* [Brief]:
Copy out these lines word for word, leaving the pictures out of your answer.

[start of Data shown]

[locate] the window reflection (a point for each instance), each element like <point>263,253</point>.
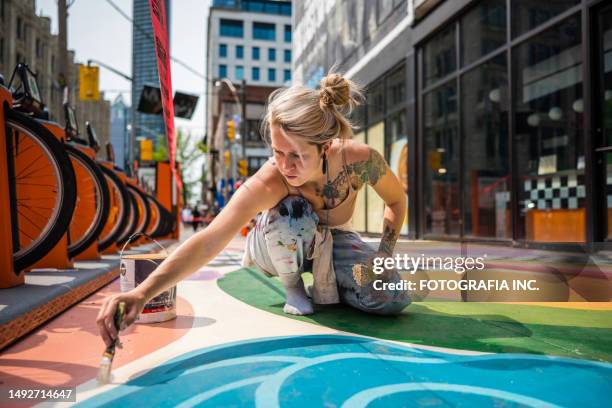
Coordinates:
<point>483,30</point>
<point>441,186</point>
<point>549,135</point>
<point>487,172</point>
<point>439,56</point>
<point>528,14</point>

[end of Data shown]

* [Task solution]:
[locate] the window reflection (a point for each instance), each element like <point>263,253</point>.
Coordinates:
<point>483,30</point>
<point>441,186</point>
<point>549,135</point>
<point>487,172</point>
<point>439,56</point>
<point>528,14</point>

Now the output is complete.